**What you should do**
Change each "Mid-term" to "Midterm" in the lines running from the very first through the one holding "[583,127,633,212]", inclusive. Return only those lines, with nothing else altered.

= = = = =

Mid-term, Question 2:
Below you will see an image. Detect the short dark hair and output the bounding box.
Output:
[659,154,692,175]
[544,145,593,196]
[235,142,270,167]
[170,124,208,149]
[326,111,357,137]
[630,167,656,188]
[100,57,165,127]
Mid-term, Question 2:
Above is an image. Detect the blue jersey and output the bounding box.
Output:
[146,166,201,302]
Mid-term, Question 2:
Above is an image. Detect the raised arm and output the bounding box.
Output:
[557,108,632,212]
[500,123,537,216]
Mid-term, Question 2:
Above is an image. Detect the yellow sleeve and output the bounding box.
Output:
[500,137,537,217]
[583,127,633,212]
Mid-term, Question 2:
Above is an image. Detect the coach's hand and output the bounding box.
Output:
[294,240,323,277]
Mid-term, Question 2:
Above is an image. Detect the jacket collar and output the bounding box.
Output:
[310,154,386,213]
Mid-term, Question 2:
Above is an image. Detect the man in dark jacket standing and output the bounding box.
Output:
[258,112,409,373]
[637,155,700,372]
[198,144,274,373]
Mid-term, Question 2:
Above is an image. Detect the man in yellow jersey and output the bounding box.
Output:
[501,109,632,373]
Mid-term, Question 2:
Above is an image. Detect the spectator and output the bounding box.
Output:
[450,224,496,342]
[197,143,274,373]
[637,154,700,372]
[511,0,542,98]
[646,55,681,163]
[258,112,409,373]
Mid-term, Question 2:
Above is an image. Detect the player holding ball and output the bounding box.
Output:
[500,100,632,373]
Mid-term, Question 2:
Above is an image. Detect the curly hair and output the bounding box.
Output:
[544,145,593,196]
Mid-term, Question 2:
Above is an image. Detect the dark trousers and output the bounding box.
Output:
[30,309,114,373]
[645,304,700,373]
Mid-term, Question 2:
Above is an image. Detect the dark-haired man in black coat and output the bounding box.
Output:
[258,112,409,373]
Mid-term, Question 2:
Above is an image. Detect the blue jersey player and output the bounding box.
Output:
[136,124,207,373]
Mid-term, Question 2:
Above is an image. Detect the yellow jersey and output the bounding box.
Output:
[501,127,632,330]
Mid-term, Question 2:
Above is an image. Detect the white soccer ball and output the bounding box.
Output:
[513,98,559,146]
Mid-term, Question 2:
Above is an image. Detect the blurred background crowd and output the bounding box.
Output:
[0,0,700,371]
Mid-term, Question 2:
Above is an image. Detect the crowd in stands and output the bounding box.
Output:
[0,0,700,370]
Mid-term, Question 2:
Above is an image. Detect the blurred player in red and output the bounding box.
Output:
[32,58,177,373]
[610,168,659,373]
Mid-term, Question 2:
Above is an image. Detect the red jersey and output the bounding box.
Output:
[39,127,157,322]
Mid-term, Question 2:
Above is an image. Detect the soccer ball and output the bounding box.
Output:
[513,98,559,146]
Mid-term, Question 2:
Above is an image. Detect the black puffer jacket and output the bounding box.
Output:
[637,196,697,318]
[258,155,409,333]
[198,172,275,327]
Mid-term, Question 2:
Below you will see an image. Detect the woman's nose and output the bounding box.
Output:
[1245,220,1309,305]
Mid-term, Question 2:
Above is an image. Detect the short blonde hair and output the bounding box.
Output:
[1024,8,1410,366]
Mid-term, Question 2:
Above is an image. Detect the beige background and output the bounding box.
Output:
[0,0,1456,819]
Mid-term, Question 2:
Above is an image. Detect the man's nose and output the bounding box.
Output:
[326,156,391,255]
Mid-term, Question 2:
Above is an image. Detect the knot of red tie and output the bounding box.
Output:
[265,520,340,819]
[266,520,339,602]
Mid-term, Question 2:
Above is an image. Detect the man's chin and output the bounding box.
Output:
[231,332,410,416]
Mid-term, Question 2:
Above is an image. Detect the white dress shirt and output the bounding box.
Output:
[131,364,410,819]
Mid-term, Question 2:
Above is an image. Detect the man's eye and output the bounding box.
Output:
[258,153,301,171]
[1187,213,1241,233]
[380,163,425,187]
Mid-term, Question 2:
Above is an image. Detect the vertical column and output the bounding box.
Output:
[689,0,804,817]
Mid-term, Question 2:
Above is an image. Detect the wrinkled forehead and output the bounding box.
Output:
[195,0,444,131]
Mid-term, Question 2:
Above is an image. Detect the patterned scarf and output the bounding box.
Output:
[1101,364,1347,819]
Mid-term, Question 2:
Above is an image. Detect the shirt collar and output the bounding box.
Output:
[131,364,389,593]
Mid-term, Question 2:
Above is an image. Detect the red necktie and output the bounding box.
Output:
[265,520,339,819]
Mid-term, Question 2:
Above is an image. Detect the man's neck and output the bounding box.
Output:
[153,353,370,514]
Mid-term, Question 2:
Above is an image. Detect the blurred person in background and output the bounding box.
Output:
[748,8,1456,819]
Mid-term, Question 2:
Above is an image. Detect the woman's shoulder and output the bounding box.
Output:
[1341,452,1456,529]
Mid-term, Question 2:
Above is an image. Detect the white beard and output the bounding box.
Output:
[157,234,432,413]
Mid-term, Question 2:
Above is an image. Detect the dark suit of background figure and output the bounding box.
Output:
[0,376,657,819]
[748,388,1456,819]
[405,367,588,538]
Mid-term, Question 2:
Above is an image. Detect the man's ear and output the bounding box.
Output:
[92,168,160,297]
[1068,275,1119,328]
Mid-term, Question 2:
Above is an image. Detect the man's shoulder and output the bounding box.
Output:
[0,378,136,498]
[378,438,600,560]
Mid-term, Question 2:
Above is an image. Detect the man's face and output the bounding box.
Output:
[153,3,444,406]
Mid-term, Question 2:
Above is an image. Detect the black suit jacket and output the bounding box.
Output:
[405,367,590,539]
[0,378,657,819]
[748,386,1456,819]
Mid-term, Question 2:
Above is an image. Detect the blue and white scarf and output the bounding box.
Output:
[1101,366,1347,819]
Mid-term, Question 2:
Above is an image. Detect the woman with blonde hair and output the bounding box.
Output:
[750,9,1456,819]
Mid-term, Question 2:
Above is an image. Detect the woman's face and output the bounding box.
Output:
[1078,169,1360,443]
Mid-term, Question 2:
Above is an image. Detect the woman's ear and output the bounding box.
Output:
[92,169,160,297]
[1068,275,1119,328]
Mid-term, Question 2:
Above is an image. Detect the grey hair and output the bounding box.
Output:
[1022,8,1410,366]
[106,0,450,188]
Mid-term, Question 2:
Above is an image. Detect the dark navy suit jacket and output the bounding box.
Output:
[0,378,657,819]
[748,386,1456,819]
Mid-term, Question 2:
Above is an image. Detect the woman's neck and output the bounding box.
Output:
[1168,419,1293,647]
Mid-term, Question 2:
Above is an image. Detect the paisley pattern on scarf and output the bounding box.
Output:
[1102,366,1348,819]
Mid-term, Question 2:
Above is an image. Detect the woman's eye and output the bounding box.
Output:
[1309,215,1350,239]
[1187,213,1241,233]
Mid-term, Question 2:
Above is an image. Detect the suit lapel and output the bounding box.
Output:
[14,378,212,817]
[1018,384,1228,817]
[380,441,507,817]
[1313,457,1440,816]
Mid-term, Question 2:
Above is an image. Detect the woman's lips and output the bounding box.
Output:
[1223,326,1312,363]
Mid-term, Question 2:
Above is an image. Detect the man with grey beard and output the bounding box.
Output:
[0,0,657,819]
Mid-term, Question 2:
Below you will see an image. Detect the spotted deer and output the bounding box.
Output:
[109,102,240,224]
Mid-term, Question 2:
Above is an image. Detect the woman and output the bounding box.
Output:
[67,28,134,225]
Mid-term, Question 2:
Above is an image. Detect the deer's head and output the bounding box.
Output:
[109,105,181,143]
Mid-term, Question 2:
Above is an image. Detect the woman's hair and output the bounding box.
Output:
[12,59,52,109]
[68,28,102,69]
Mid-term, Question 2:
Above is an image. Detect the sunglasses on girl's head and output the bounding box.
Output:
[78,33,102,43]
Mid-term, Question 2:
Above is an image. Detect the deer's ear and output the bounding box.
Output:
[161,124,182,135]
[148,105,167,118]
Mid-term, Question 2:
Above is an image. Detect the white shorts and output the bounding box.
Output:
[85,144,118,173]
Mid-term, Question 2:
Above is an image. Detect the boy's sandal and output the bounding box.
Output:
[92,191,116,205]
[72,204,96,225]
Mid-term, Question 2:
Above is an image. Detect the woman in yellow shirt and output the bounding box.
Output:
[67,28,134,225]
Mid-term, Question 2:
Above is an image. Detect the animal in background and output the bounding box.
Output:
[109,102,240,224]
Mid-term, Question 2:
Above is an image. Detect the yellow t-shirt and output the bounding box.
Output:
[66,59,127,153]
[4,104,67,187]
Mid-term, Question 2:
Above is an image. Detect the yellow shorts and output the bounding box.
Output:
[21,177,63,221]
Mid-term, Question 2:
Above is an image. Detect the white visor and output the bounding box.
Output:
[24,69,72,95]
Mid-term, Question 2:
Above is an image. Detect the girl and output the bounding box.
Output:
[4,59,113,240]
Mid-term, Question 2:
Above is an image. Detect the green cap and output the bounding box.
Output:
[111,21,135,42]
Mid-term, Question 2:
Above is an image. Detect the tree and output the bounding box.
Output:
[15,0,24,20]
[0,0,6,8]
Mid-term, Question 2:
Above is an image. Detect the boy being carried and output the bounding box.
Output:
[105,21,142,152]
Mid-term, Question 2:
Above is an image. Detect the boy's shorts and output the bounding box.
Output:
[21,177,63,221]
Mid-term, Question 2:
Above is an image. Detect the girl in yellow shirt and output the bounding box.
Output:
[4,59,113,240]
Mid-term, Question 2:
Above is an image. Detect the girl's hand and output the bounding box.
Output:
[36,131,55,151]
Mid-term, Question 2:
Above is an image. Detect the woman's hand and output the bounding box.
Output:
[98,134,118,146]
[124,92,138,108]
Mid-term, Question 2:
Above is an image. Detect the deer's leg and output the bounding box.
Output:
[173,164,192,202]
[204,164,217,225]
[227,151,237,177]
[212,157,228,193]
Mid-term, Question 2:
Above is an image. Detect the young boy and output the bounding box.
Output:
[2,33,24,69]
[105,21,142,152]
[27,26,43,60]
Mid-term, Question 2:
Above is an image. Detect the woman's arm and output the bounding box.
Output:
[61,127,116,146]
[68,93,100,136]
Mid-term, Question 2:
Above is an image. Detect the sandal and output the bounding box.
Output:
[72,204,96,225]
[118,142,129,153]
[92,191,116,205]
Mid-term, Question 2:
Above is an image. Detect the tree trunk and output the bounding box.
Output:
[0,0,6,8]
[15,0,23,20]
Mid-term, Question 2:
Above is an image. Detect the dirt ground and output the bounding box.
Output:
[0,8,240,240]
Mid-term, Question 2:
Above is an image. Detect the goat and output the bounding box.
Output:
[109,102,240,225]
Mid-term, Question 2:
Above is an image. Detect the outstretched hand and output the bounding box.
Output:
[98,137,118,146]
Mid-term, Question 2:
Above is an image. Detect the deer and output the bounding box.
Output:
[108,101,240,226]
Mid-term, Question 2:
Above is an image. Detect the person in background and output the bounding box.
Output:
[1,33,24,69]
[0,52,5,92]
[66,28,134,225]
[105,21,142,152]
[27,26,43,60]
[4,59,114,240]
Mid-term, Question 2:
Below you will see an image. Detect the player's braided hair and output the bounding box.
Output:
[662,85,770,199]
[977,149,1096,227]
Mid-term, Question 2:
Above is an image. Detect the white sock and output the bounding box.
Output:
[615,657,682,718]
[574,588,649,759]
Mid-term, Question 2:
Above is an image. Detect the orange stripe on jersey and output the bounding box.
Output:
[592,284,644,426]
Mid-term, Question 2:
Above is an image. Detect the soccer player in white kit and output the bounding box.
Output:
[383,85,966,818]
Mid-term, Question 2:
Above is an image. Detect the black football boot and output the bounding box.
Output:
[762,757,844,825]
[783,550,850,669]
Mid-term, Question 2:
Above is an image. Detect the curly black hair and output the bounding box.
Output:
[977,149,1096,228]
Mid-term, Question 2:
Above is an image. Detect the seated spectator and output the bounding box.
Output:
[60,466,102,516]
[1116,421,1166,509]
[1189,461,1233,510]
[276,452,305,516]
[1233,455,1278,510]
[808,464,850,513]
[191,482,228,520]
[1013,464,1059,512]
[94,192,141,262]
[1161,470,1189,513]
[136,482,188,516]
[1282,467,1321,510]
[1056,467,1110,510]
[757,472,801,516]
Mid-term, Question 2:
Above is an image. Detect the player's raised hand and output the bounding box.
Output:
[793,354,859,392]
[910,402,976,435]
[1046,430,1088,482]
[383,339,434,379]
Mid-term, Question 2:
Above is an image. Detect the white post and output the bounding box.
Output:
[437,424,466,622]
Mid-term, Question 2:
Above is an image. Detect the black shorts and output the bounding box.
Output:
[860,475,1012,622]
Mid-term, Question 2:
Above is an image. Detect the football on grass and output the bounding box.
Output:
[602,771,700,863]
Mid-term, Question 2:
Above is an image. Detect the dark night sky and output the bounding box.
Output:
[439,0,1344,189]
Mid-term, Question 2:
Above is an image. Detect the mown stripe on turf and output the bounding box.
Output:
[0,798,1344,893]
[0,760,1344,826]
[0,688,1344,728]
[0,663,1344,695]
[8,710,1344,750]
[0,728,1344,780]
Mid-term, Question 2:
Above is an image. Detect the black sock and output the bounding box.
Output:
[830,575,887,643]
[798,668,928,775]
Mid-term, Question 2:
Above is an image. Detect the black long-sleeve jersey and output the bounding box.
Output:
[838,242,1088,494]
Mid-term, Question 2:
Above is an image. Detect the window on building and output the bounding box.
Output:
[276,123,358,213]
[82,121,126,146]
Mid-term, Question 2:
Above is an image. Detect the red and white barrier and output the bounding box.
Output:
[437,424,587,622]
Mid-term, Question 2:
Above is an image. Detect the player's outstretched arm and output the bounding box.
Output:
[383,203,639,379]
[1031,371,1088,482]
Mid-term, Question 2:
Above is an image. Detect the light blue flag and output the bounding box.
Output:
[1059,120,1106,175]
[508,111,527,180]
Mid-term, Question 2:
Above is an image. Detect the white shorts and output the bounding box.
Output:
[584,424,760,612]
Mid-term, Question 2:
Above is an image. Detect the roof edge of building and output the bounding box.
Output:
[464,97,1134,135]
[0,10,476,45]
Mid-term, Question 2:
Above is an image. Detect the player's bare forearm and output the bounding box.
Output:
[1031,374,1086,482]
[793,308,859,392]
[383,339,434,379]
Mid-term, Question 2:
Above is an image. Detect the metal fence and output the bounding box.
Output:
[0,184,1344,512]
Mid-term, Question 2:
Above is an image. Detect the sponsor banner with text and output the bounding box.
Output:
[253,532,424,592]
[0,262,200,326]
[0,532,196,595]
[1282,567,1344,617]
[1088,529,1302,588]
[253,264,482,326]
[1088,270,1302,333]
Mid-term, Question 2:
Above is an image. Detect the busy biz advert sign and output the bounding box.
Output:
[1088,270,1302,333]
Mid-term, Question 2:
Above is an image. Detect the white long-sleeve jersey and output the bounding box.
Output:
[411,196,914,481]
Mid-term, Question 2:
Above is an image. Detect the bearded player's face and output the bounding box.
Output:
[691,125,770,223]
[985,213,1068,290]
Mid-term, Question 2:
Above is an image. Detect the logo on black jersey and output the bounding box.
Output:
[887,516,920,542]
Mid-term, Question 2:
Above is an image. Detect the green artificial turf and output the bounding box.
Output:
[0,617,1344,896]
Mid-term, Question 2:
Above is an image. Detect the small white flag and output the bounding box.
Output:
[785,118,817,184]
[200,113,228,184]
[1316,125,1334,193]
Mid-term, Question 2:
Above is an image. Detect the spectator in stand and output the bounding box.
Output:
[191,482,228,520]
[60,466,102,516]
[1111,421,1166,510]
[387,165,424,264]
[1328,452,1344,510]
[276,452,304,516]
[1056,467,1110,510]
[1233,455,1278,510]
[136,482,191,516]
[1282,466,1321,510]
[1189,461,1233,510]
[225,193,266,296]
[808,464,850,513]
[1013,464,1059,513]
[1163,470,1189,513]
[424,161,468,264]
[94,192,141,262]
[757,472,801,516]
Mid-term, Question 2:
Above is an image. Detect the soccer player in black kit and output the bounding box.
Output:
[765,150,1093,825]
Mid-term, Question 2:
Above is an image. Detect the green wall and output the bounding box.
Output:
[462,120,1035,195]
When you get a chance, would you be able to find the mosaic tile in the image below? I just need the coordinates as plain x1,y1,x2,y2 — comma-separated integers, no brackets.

= = = = =

**Output for this task**
Midterm, Question 2:
Below you will see an image. Detect the short dark hair and output the bounding box.
Output:
[659,154,692,175]
[544,145,593,196]
[235,142,270,167]
[170,124,208,149]
[326,111,357,137]
[630,167,656,188]
[100,57,165,127]
Midterm, Question 2:
Above is an image. Detect the blue jersey and output the bounding box.
Output:
[146,166,201,302]
Midterm, Question 2:
Above is an image. Detect the raised arm and output the bounding box.
Output:
[557,108,632,212]
[500,123,537,216]
Midterm, Question 2:
Above is an image. Detect the yellow sleeve and output the bounding box.
Output:
[500,137,537,217]
[583,127,633,212]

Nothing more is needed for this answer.